EXERCISE OBJECTIVE: Repeat the lines that follow, leaving nothing out.

PROVIDED RECORDS:
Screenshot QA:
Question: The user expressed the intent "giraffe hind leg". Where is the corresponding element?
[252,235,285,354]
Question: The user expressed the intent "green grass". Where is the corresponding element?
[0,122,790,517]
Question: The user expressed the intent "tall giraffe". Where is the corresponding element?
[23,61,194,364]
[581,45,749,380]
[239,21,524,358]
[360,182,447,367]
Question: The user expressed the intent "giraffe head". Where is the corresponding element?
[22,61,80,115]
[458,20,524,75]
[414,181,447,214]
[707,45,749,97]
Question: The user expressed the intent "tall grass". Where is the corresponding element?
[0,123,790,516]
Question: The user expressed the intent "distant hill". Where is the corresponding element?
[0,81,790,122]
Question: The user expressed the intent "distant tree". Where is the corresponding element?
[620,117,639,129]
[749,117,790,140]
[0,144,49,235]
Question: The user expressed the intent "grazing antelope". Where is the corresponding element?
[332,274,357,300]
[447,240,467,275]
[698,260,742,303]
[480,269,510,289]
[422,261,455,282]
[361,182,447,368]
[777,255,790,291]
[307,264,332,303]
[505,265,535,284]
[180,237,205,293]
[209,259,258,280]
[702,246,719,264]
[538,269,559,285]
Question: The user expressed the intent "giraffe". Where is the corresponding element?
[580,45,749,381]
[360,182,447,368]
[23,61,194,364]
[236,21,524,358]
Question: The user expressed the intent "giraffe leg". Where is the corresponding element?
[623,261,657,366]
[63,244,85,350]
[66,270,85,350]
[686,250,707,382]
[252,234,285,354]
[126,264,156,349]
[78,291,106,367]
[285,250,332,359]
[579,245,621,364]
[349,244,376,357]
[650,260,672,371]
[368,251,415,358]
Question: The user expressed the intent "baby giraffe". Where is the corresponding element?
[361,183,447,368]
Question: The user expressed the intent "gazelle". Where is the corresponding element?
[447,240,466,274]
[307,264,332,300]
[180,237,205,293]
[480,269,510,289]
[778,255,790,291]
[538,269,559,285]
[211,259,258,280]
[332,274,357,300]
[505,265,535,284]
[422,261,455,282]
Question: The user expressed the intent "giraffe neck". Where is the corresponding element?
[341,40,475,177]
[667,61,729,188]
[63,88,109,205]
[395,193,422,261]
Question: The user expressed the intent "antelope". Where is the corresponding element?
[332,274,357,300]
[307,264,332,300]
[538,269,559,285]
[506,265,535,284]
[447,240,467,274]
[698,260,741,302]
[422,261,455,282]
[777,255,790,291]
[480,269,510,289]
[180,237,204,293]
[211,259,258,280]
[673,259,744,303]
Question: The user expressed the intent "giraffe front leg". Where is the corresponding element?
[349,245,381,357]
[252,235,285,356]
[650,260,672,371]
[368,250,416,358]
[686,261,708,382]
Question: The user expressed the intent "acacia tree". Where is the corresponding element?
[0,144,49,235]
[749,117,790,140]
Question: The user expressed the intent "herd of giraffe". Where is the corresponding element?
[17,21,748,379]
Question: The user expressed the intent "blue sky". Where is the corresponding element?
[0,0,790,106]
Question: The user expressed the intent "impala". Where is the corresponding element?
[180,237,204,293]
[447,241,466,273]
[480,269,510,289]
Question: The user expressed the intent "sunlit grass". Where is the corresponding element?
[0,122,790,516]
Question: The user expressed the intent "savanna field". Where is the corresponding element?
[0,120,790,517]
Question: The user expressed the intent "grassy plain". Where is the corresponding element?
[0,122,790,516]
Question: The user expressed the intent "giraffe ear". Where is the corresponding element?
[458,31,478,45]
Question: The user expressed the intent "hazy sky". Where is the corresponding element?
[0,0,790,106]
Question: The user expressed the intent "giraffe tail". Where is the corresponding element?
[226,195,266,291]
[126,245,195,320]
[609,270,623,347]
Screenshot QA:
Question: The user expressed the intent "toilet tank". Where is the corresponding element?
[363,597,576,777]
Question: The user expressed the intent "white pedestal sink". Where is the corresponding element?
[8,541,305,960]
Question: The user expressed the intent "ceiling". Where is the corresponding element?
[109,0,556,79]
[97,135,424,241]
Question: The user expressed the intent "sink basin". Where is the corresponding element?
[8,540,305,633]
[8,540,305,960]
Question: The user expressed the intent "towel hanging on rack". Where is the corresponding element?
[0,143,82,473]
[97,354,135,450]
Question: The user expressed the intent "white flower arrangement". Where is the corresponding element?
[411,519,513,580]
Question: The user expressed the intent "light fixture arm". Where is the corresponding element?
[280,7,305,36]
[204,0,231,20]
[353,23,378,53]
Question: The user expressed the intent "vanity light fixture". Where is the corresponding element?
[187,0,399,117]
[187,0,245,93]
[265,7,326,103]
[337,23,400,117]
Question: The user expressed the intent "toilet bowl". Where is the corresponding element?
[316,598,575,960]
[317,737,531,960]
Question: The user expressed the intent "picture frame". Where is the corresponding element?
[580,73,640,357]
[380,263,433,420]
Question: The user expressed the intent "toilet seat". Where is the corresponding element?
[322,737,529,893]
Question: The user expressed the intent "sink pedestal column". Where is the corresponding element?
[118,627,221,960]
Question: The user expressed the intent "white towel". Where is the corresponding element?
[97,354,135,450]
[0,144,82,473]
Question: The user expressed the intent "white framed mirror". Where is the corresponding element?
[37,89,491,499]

RESULT BELOW:
Screenshot QA:
Question: The user expressed the intent "giraffe hind leg". Where is the corresponding element?
[252,235,285,354]
Question: The user expressed the intent "green grass". Where is the corresponding element?
[0,122,790,517]
Question: The user expressed the intent "tall giraffe". Where is the corresponding element?
[23,61,194,364]
[581,45,749,380]
[239,21,524,358]
[360,182,447,367]
Question: The user expressed the intent "giraffe head". Where is the corresponding element?
[22,61,80,115]
[458,20,524,75]
[414,181,447,214]
[707,45,749,97]
Question: The user expressed the intent "tall grass". Where is the corresponding element?
[0,123,790,516]
Question: The user expressed the intent "distant hill". Where is the corresponding element?
[0,81,790,122]
Question: The user expressed the intent "distant tree". Where is the corresponding element?
[620,117,639,129]
[749,117,790,140]
[0,144,49,235]
Question: The user expressed the intent "grazing antelope". Where is the corresponding element?
[332,274,357,300]
[447,240,467,275]
[698,260,742,303]
[480,269,510,289]
[422,261,455,282]
[361,182,447,368]
[777,255,790,291]
[307,264,332,303]
[505,265,535,284]
[180,237,205,293]
[209,259,258,280]
[702,246,719,264]
[538,269,559,285]
Question: The user expressed the intent "giraffe". Where is the corresponding element?
[580,45,749,381]
[360,182,447,368]
[23,61,194,364]
[236,21,524,358]
Question: The user expressed the intent "giraffe leg". Where is the corresponding element?
[623,261,657,366]
[63,244,85,350]
[66,270,85,350]
[686,250,707,382]
[252,234,285,354]
[126,264,156,349]
[78,291,106,367]
[285,250,332,359]
[579,245,621,364]
[349,244,376,357]
[650,260,672,371]
[368,251,415,358]
Question: The user expressed the intent "baby giraffe". Where is the corresponding element?
[361,183,447,368]
Question: The user expressed the intent "gazelle". Where is the corresponding element?
[447,240,466,274]
[307,264,332,300]
[180,237,205,293]
[480,269,510,289]
[778,255,790,291]
[538,269,559,285]
[211,259,258,280]
[332,274,357,300]
[505,265,535,284]
[422,261,455,282]
Question: The user expressed the intent "giraffe neck". Where is the corresponding element?
[341,40,475,177]
[667,61,729,188]
[63,88,109,205]
[395,193,422,261]
Question: The user expressed the intent "antelope". Where is the corresponding element?
[332,274,357,300]
[307,264,332,300]
[538,269,559,285]
[506,265,535,284]
[447,240,467,274]
[698,260,741,302]
[422,261,455,282]
[777,255,790,291]
[480,269,510,289]
[180,237,204,293]
[211,259,258,280]
[673,259,744,303]
Question: The user expressed the intent "giraffe front leg". Where is the corresponding element?
[349,245,381,357]
[252,235,285,356]
[650,260,672,371]
[368,250,416,358]
[686,261,708,382]
Question: The user expressed the intent "acacia tree". Where is the corresponding element?
[0,144,49,235]
[749,117,790,140]
Question: The user expressed the intent "herd of giraffe". Where is the corresponding element?
[17,21,748,379]
Question: The user expressed the intent "blue sky". Where is the corresponding element?
[0,0,790,106]
Question: The user expressed the intent "impala". Where is the corresponding element?
[180,237,204,293]
[447,241,466,273]
[480,269,510,289]
Question: The user expressed the intent "sunlit grass". Where is the corresponding element?
[0,122,790,516]
Question: The user expressed the intent "savanna field". Where is the corresponding element?
[0,120,790,517]
Question: The user expressed the intent "grassy plain". Where is the corresponding element?
[0,122,790,516]
Question: The user expressed the intent "giraffe ear". Where is the corresponding element?
[458,31,478,45]
Question: The user expressed the intent "hazy sky". Where is the corresponding element?
[0,0,790,106]
Question: The user expressed the intent "giraffe tail". Where is the corresponding element?
[226,195,266,291]
[126,245,195,320]
[609,270,623,347]
Screenshot QA:
Question: The user expressed the intent "toilet tank". Where is the corresponding element?
[363,597,576,777]
Question: The user expressed the intent "white pedestal sink". Where is the corresponding element?
[8,541,305,960]
Question: The user expressed the intent "ceiling". Where is the corresponding element?
[109,0,556,79]
[97,135,424,241]
Question: The user expressed the intent "sink basin". Where is the corresponding element?
[8,540,305,633]
[8,540,305,960]
Question: The user expressed the intent "towel hanging on rack". Where is the corresponding element?
[0,143,82,473]
[97,354,135,450]
Question: The user expressed the intent "white flower arrangement". Where is the corresponding element?
[411,519,513,580]
Question: The user expressed the intent "light fixture arm". Where is the corresponding element?
[280,7,305,36]
[204,0,231,20]
[353,23,378,53]
Question: The user expressed the intent "vanity light fixture". Where is the corresponding element?
[187,0,399,117]
[187,0,245,93]
[265,7,326,103]
[337,23,400,117]
Question: The user expressed the intent "toilet bowl". Where is the corresponding element?
[316,598,575,960]
[317,737,531,960]
Question: The user expressed the intent "picture frame". Where is the corresponding element?
[580,73,640,357]
[380,263,433,420]
Question: The user expressed the intent "toilet seat". Where is the corresponding element?
[322,737,529,893]
Question: The user expressed the intent "sink pedestal column". Where is the corresponding element?
[118,627,221,960]
Question: The user expressed the intent "white towel". Where is the corresponding element?
[97,354,135,450]
[0,144,82,473]
Question: The user expressed the intent "white framed mirror". Where is the corresponding element?
[37,89,491,499]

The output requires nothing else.